Iniziamo, dunque, dalla matematica, serva e padrona di tutte le scienze.
Non sono un matematico. Ma ho un rapporto personale di vecchia data con un numero, π. Quella che ci lega è una catena lunga e, manco a dirlo, illimitata e non periodica. All’origine c’è, probabilmente, quella prima volta che alle scuole elementari, qui sull’isola d’Ischia da cui scrivo, imparammo a calcolare la circonferenza di un cerchio: 2 π r. I miei compagni di classe, per quanto piccoli, sapevano fare bene 2 + 2. La maestra aveva appena detto che «la circonferenza è pari a due pi greco erre», che già tutti girarono lo sguardo verso di me – P. Greco, pi greco – e iniziarono a ridere.

Dati forniti:
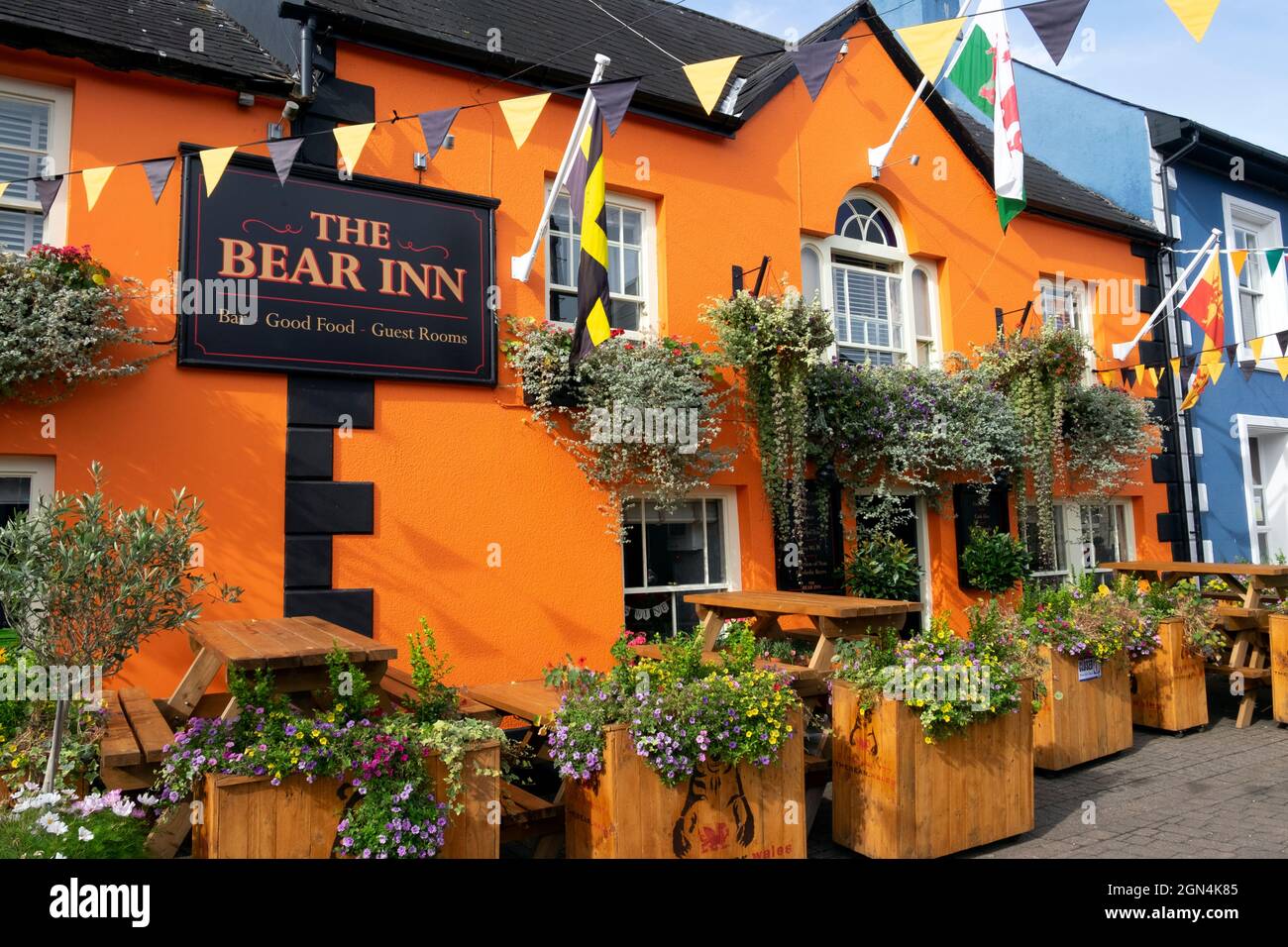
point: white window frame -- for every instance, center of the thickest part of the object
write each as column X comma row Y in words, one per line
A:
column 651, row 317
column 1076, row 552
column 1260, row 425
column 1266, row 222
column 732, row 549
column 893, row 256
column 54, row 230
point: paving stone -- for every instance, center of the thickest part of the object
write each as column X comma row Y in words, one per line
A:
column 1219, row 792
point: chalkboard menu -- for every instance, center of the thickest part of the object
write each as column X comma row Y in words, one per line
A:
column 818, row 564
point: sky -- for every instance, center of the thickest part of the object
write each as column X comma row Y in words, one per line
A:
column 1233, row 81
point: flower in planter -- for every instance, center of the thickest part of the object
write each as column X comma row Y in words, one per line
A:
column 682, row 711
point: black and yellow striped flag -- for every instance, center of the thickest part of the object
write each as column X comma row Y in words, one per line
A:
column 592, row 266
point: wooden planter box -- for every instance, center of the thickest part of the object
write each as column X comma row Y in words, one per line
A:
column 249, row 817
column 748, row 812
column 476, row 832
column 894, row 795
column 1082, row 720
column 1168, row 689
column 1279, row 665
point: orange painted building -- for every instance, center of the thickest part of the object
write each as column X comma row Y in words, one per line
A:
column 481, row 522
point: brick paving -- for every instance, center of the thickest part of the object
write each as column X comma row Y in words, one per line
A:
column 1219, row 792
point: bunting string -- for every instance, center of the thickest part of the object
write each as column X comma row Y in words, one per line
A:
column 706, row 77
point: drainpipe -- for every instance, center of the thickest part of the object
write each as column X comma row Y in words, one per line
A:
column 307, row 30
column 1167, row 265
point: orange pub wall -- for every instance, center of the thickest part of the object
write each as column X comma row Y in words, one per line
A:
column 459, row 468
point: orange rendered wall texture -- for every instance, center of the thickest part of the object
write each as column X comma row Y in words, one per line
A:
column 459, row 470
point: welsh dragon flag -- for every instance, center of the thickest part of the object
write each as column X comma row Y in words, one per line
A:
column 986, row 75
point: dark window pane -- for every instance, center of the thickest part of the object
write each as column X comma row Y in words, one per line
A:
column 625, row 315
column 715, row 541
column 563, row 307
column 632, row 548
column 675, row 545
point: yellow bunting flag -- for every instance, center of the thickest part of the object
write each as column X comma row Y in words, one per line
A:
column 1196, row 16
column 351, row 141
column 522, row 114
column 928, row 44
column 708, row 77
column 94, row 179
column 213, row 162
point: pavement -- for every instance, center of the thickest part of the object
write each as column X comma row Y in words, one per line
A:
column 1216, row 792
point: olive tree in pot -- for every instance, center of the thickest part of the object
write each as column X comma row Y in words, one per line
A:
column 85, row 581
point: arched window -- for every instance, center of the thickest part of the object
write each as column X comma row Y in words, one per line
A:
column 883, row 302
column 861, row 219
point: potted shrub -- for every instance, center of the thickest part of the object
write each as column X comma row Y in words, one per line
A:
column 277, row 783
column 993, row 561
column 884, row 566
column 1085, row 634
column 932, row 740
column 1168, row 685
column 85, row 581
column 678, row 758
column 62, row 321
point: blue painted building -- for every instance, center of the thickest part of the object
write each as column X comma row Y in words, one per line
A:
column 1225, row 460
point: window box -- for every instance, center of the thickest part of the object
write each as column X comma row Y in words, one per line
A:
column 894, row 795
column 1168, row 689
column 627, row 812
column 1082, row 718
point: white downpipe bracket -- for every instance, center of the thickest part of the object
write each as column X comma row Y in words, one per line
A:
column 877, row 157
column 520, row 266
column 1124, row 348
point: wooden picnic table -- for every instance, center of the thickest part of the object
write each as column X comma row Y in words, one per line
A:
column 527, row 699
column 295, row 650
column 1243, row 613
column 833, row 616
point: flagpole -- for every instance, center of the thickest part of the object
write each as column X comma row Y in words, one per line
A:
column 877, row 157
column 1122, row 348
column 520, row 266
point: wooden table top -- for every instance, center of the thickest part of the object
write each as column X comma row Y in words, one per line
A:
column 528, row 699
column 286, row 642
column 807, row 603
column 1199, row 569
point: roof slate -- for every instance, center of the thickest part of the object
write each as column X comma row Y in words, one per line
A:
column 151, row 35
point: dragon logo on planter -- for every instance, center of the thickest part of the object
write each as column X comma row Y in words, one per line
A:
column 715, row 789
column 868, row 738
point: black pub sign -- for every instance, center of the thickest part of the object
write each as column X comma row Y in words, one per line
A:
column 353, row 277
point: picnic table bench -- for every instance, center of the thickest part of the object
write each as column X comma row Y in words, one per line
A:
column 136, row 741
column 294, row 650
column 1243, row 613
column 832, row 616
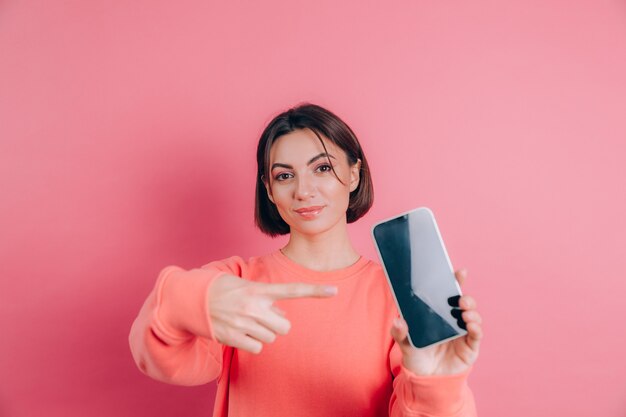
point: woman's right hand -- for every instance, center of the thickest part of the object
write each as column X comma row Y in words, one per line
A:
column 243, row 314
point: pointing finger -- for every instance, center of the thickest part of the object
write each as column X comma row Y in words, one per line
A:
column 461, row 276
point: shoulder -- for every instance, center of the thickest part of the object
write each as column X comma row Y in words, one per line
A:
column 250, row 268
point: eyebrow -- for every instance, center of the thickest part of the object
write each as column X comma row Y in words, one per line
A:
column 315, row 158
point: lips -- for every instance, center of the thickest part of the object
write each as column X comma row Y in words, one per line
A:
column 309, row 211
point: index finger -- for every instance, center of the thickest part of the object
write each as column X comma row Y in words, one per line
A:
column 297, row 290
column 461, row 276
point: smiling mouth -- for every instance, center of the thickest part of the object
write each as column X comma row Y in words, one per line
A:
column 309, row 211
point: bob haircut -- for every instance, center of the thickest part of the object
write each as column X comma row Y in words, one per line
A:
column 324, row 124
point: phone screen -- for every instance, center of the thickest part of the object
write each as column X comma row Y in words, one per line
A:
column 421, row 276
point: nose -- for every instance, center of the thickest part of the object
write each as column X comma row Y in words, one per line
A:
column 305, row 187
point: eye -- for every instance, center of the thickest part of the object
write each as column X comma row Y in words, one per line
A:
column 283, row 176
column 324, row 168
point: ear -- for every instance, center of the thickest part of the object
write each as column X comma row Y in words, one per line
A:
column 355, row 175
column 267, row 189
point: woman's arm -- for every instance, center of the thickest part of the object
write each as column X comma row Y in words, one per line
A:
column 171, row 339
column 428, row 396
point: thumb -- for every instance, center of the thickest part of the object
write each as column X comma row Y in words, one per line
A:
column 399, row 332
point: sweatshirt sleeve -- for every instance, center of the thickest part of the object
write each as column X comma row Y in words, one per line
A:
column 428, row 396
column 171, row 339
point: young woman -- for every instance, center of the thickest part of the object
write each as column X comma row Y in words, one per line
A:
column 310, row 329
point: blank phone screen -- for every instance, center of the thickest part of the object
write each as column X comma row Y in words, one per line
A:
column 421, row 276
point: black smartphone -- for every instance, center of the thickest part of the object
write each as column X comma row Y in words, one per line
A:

Compito breve: Puoi estrarre dal brano su pi greco il passo compreso tra «Iniziamo, dunque, dalla» e «iniziarono a ridere.», estremi inclusi, copiandolo senza alcuna modifica?

Soluzione proposta:
Iniziamo, dunque, dalla matematica, serva e padrona di tutte le scienze.
Non sono un matematico. Ma ho un rapporto personale di vecchia data con un numero, π. Quella che ci lega è una catena lunga e, manco a dirlo, illimitata e non periodica. All’origine c’è, probabilmente, quella prima volta che alle scuole elementari, qui sull’isola d’Ischia da cui scrivo, imparammo a calcolare la circonferenza di un cerchio: 2 π r. I miei compagni di classe, per quanto piccoli, sapevano fare bene 2 + 2. La maestra aveva appena detto che «la circonferenza è pari a due pi greco erre», che già tutti girarono lo sguardo verso di me – P. Greco, pi greco – e iniziarono a ridere.